───── Quoted text

Ore exports reached a record high (A$16,468MN) for the second month in a row.
The developments underscore the significance of raw material trade between China and Australia and why the Australian Dollar is classed as a 'commodity currency' in financial circles.
"Australia being a major commodities exporter, rallies in Iron ore and Copper price tends to support AUD flows," says Paul Robson, Head of G10 FX Strategy at NatWest Markets.
Exports to China increased A$591MN (4%), exports to Japan increased A$297MN (7%), exports to South Korea increased A$118MN (5%) and exports to India increased A$23m (2%).
Trade data matters for currencies as those countries that export more than they import are likely to receive positive capital inflows.
Of course a currency's value is derived from numerous factors, but a consistent positive trade balance is widely held by economists to be supportive factor.

──────────

*Tasks*.
1: Using the text on Australian ore exports, explain why trade data matters for a currency's value.
2: From the listing below, pull out every line containing the word "dump".

───── Listed records

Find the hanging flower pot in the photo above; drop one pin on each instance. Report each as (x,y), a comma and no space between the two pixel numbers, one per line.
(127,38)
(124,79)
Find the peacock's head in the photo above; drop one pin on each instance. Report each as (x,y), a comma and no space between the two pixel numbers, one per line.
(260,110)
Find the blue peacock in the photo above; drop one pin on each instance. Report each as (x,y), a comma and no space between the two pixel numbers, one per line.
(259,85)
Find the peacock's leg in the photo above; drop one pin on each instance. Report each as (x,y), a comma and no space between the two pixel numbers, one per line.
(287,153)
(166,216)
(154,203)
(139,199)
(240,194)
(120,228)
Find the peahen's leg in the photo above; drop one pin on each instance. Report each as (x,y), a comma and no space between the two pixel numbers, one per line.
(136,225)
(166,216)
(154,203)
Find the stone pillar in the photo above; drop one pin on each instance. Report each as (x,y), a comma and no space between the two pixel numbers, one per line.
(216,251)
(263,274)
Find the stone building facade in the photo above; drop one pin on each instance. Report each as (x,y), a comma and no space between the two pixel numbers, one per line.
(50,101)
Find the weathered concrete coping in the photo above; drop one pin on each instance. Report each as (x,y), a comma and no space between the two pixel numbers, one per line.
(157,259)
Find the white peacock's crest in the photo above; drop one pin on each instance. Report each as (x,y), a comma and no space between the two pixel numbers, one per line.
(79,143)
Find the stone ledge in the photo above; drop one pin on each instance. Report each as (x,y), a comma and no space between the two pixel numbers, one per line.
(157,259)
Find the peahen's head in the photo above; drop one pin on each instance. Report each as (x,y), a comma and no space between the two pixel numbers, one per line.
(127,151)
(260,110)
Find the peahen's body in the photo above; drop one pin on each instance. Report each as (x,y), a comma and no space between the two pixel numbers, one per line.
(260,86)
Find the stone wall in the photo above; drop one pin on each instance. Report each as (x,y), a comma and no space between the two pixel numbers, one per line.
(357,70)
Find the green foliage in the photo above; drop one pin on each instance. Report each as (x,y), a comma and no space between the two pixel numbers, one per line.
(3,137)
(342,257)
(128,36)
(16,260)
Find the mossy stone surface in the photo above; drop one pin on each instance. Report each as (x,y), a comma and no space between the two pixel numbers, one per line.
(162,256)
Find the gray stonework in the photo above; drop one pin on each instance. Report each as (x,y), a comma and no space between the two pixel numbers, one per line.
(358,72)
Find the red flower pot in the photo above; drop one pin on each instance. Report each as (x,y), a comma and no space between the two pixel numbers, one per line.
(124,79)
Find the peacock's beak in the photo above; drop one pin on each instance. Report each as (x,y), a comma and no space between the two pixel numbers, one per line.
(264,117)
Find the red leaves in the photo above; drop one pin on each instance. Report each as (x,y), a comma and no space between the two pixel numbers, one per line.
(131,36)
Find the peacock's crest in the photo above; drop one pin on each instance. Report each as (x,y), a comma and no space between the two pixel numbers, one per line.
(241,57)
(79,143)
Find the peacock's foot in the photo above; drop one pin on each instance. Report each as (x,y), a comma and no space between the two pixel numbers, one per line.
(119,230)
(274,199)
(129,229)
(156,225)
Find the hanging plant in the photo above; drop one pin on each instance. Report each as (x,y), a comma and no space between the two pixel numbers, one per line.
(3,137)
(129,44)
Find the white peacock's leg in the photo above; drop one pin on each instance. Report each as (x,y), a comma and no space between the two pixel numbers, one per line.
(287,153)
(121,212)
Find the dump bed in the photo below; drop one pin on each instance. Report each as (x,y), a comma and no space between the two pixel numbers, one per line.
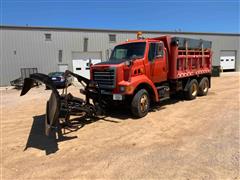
(189,57)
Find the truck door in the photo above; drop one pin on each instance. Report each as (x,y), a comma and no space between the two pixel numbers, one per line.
(157,61)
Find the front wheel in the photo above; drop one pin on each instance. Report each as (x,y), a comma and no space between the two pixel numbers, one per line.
(203,87)
(140,103)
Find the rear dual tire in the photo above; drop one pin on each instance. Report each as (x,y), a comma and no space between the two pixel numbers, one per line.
(192,90)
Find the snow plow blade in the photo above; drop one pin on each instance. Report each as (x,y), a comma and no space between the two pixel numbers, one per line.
(59,108)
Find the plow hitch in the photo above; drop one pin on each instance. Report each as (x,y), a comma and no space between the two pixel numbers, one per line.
(60,107)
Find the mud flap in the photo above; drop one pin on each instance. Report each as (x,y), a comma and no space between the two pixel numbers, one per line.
(53,104)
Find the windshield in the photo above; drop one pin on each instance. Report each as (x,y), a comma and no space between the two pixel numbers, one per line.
(128,51)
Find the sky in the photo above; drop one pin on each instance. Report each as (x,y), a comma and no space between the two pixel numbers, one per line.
(173,15)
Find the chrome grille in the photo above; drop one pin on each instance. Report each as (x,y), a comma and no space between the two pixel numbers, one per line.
(105,78)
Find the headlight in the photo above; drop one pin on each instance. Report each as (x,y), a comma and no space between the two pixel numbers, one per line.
(122,88)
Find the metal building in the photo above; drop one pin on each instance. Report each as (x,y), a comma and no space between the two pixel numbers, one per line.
(54,49)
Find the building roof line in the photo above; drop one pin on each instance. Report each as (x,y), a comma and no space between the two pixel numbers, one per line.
(111,30)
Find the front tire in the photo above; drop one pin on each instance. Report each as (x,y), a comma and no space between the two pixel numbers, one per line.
(140,103)
(203,87)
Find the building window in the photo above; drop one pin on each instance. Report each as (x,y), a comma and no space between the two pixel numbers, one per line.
(85,45)
(48,37)
(60,56)
(112,37)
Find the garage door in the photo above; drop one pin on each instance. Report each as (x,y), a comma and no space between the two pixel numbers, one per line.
(82,61)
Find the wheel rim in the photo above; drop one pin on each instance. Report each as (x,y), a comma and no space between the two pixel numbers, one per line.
(194,89)
(144,103)
(205,86)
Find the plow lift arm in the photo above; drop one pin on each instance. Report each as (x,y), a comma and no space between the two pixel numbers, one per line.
(59,108)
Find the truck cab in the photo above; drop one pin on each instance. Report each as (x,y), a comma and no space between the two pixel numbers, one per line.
(139,71)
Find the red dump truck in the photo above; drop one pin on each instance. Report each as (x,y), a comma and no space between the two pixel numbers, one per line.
(138,72)
(150,70)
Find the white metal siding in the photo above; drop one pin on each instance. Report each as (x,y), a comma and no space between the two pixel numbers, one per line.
(33,51)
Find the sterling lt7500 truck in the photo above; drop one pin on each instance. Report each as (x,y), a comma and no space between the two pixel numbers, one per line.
(138,72)
(150,70)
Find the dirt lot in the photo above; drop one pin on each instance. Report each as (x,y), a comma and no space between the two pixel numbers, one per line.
(180,140)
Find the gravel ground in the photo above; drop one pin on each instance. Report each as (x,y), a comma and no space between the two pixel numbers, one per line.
(179,139)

──────────

*Solutions by task*.
1: Countries that export more than they import are likely to receive positive capital inflows. A consistent positive trade balance is therefore widely held by economists to be a supportive factor for a currency, though its value is derived from numerous factors.

2:
Find the dump bed in the photo below; drop one pin on each instance. Report each as (x,y), a comma and no space between the two pixel numbers, one per line.
Find the red dump truck in the photo above; drop one pin on each instance. Report each as (x,y), a comma and no space between the two pixel numbers, one per line.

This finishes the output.